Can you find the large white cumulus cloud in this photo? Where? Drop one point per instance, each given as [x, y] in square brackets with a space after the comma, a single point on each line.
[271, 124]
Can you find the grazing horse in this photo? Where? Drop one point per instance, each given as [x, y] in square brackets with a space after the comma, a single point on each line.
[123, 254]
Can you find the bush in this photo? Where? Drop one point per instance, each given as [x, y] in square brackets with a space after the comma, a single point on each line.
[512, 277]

════════════════

▸ **Written request**: Please reproduce all of the records above, substituting "match" for every occurrence of "instance" and leaving everything else untouched.

▸ **Result of this task**:
Can you find the large white cumulus cloud in this photo? Where? Drop one point per match, each given as [x, y] in square brackets with a space after the comma, a single point on each line.
[271, 124]
Can you find the grazing horse in this photo? Where? Drop one point per match, each given as [x, y] in square brackets with a space after the comma, a single point on each line.
[123, 254]
Can you find the bush in this photo? Where? Drop one point per match, each given as [x, y] in square brackets with a space after the comma, a single point on each line.
[512, 277]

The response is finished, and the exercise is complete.